--- begin Exercise data ---

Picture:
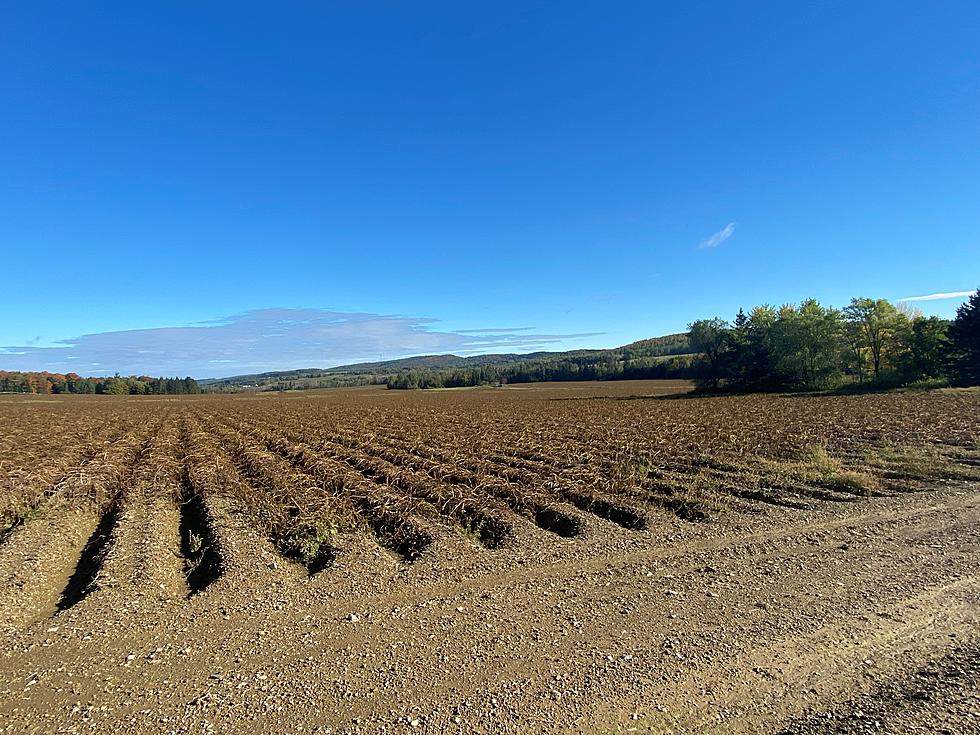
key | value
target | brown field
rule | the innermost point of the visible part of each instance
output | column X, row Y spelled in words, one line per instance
column 593, row 557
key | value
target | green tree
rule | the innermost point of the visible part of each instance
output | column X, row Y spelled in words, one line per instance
column 807, row 343
column 710, row 337
column 964, row 338
column 878, row 327
column 929, row 349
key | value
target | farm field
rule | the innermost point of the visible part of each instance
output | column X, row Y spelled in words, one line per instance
column 577, row 557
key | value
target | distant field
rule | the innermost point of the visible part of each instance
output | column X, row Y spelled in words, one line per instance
column 168, row 507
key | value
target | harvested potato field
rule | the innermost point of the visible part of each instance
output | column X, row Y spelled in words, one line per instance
column 595, row 557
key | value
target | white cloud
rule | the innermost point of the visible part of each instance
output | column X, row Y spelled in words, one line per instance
column 719, row 237
column 265, row 340
column 940, row 296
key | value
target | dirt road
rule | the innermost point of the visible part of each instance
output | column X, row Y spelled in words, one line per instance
column 785, row 621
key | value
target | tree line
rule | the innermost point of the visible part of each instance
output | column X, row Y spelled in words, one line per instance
column 615, row 367
column 811, row 346
column 52, row 383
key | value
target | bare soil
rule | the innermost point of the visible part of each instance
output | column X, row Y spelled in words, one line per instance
column 842, row 618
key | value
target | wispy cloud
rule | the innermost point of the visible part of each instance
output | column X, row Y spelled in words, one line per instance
column 719, row 237
column 940, row 296
column 264, row 340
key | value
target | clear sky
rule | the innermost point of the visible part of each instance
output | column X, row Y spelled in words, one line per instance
column 215, row 188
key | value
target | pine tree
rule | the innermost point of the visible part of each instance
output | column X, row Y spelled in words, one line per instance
column 964, row 337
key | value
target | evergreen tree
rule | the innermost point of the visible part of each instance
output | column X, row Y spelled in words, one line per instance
column 964, row 338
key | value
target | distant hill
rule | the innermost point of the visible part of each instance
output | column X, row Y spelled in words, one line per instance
column 512, row 367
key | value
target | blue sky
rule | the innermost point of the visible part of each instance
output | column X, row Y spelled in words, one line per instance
column 217, row 188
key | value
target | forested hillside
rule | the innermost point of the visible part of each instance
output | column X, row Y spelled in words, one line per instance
column 50, row 383
column 643, row 359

--- end Exercise data ---

Please print all of the records above word for word, omitting the pictures.

Picture:
key | value
target | brown field
rule | the innermost point of the visible part of each instance
output | column X, row Y spelled in words, one line per instance
column 593, row 557
key | value
target | green tree
rule | the innermost point of the visible part of each instance
output | column X, row Y spelled in words, one line per instance
column 807, row 343
column 710, row 337
column 964, row 338
column 878, row 327
column 929, row 349
key | value
target | farm field
rule | the innermost point of the visible part of each instance
output | column X, row Y spelled in words, one line per instance
column 577, row 557
key | value
target | distant field
rule | the innermost point of the visible part of each instance
output | column X, row Y spelled in words, one line per instance
column 168, row 507
key | value
target | harvested potato field
rule | the innermost point of the visible part of each instance
output | column X, row Y spelled in words, one line per instance
column 595, row 557
key | value
target | white cloud
rule | the innermost point of the visible part of each instance
output | column X, row Y spelled in words, one line per instance
column 719, row 237
column 265, row 340
column 940, row 296
key | value
target | dirt road
rule | the innermost point of the visible part of each instance
output | column X, row Y spelled in words, one line per instance
column 785, row 621
key | value
target | tree line
rule | the innermost point of the visible part of each instance
output | column X, row Y spelled in words, one line per instance
column 615, row 367
column 811, row 346
column 52, row 383
key | value
target | bare soil
rule | the innermost point of the visible part of each instance
output | column X, row Y spelled in words, one line per instance
column 842, row 618
key | value
target | wispy cloud
rule | the innermost point of the visible part of each instance
output | column X, row Y spelled in words, one line per instance
column 719, row 237
column 940, row 296
column 264, row 340
key | value
target | clear sky
rule | the innermost point of the visible part of each instance
output | column X, row Y spelled in words, one line per instance
column 215, row 188
key | value
target | pine tree
rule | the innermost point of the visible part of each instance
output | column X, row Y spelled in words, one line per instance
column 964, row 337
key | value
target | evergreen tree
rule | the innermost point of the visible part of each instance
output | column X, row Y spelled in words, one line per instance
column 964, row 338
key | value
target | distant hill
rule | the innermost point of the visible part of each instance
output | column X, row Y spelled in words, one line per instance
column 512, row 367
key | value
target | blue sky
rule | the innermost point of the visible part of each instance
output | column X, row Y spelled in words, one line per instance
column 217, row 188
key | value
target | forested hillside
rule | the innermost point of the visible part of each instance
output | column X, row Y spelled in words, one line per instance
column 50, row 383
column 643, row 359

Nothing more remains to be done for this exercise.